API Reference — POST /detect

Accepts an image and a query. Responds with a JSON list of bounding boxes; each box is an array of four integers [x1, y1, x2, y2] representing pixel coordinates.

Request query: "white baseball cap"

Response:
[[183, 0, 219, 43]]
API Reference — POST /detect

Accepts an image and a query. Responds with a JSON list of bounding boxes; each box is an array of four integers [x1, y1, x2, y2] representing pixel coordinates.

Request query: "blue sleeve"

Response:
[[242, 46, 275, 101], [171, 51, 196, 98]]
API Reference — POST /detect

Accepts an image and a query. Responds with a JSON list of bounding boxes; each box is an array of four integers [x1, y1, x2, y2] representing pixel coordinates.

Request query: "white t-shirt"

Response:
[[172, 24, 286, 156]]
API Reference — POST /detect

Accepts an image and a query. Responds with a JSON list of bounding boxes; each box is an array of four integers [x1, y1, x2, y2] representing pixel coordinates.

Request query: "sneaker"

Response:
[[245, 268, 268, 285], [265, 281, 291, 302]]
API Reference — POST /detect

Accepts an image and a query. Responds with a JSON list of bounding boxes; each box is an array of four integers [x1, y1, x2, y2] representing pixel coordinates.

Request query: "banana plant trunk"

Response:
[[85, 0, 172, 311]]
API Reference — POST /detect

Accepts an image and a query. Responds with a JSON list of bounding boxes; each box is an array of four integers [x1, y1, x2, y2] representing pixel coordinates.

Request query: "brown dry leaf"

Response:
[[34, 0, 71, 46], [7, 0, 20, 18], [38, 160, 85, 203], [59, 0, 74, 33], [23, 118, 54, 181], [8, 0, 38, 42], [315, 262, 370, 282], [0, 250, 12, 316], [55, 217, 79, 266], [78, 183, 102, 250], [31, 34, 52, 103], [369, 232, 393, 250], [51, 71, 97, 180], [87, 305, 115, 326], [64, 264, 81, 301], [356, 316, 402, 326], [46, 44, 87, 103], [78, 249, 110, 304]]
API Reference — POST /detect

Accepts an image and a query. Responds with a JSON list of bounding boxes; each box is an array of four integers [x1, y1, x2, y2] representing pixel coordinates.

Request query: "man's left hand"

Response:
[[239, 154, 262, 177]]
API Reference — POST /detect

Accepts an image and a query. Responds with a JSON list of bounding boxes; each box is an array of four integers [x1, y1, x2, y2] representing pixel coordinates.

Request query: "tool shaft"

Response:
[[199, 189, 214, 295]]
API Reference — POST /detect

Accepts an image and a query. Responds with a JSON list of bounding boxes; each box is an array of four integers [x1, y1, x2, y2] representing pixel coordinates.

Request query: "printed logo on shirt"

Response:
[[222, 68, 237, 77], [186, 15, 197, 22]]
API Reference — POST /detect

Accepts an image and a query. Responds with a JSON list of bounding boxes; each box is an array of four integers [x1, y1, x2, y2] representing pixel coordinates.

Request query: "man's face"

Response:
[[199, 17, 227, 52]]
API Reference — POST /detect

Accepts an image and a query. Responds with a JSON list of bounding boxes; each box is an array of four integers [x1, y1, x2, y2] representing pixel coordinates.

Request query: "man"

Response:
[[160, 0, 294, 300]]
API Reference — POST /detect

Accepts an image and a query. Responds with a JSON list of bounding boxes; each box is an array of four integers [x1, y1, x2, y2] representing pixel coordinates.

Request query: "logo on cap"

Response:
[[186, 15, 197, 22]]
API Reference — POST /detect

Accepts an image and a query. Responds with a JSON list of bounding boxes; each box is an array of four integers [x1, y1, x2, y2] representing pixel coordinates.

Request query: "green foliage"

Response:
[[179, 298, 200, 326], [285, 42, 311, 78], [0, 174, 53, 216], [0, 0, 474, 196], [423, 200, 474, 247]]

####

» **WHAT YOU WILL DO**
Arrange every line of the items above as a Markdown table with the columns "Row" and "Line text". Number each row in order and leave out blank lines.

» **FULL ANSWER**
| Row | Line text |
|---|---|
| 1 | API Reference — POST /detect |
| 2 | Accepts an image and a query. Responds with a JSON list of bounding boxes; each box is an array of four integers [x1, y1, x2, y2] representing pixel coordinates. |
| 3 | Request query: "white baseball cap" |
| 4 | Response: |
| 5 | [[183, 0, 219, 43]] |
| 6 | API Reference — POST /detect |
| 7 | Accepts an image and a query. Responds with a JSON list of bounding boxes; each box is an array of four integers [x1, y1, x2, y2] representing pixel coordinates. |
| 8 | Request query: "blue sleeve" |
| 9 | Response: |
| 10 | [[242, 46, 275, 101], [171, 51, 196, 98]] |
| 11 | API Reference — POST /detect |
| 12 | Accepts an image and a query. Responds with a JSON list of bounding boxes; each box is an array of four integers [x1, y1, x2, y2] representing pixel coordinates. |
| 13 | Request query: "white t-shirt" |
| 14 | Response: |
| 15 | [[172, 24, 286, 156]] |
| 16 | API Reference — POST /detect |
| 17 | Accepts an image and a query. Responds with a JSON list of bounding boxes; each box is an array of four integers [x1, y1, x2, y2] representing pixel coordinates. |
| 18 | Request query: "sneaker" |
| 19 | Response: |
| 20 | [[245, 268, 268, 285], [265, 281, 291, 302]] |
| 21 | API Reference — POST /detect |
| 22 | Accepts an image and a query. Responds with a JSON list of bounding boxes; each box is an array of four integers [x1, y1, x2, y2] representing pixel coordinates. |
| 23 | Request query: "banana plant trunk" |
| 24 | Response: |
| 25 | [[85, 0, 172, 311]] |
| 26 | API Reference — POST /detect |
| 27 | Accepts an image and a query. Responds with a JSON list of bounding boxes; each box is an array of four integers [x1, y1, x2, y2] representing pixel coordinates. |
| 28 | Request query: "brown dry leaf" |
| 29 | Response: |
| 30 | [[34, 0, 71, 46], [7, 0, 20, 18], [38, 160, 85, 203], [59, 0, 74, 33], [23, 118, 54, 181], [8, 0, 38, 42], [315, 262, 370, 282], [0, 250, 12, 316], [55, 217, 79, 266], [78, 183, 102, 250], [31, 34, 52, 103], [369, 232, 393, 250], [51, 71, 97, 180], [87, 305, 115, 326], [64, 264, 81, 301], [356, 316, 402, 326], [46, 44, 87, 103], [78, 249, 110, 304]] |
| 31 | API Reference — POST /detect |
| 32 | Accepts an image and a query. Responds with a JSON list of bounding boxes; each box is an array of four integers [x1, y1, x2, y2] representing pixel coordinates. |
| 33 | Request query: "man's left hand" |
| 34 | Response: |
| 35 | [[239, 154, 262, 177]] |
| 36 | API Reference — POST /detect |
| 37 | Accepts an image and a query. Responds with a JSON list of bounding boxes; each box is an array of four integers [x1, y1, x2, y2] representing pixel coordinates. |
| 38 | Request query: "tool shaft" |
| 39 | Response: |
| 40 | [[199, 189, 214, 295]] |
| 41 | API Reference — POST /detect |
| 42 | Accepts an image and a query. Responds with a JSON list of bounding boxes; each box is an array of four integers [x1, y1, x2, y2] representing pixel coordinates. |
| 43 | Request query: "printed logo on shirt" |
| 44 | Response: |
| 45 | [[222, 68, 237, 77], [186, 15, 197, 22]] |
| 46 | API Reference — POST /detect |
| 47 | Accepts an image and a query. Responds with a JSON list of bounding boxes; each box is an array of four integers [x1, y1, x2, y2] representing pixel coordinates. |
| 48 | Request query: "man's face" |
| 49 | Response: |
| 50 | [[199, 17, 227, 52]] |
| 51 | API Reference — POST /detect |
| 52 | Accepts an image and a query. Responds with a JSON list of bounding boxes; each box is an array of four integers [x1, y1, x2, y2] representing pixel coordinates. |
| 53 | Request query: "man" |
| 54 | Response: |
| 55 | [[160, 0, 294, 300]] |
| 56 | API Reference — POST /detect |
| 57 | Accepts an image and a query. Responds with a JSON list of bounding boxes; each box is an array of four integers [x1, y1, x2, y2] representing pixel coordinates. |
| 58 | Request query: "logo on cap" |
| 59 | Response: |
| 60 | [[186, 15, 197, 22]] |
| 61 | API Reference — POST /detect |
| 62 | Accepts an image and a query. Responds with a JSON list of bounding boxes; each box is an array of four integers [x1, y1, x2, y2] representing pixel coordinates. |
| 63 | Request query: "green foliage" |
| 64 | Response: |
| 65 | [[179, 298, 200, 326], [285, 42, 311, 78], [0, 174, 53, 216], [0, 0, 474, 196], [423, 200, 474, 247]] |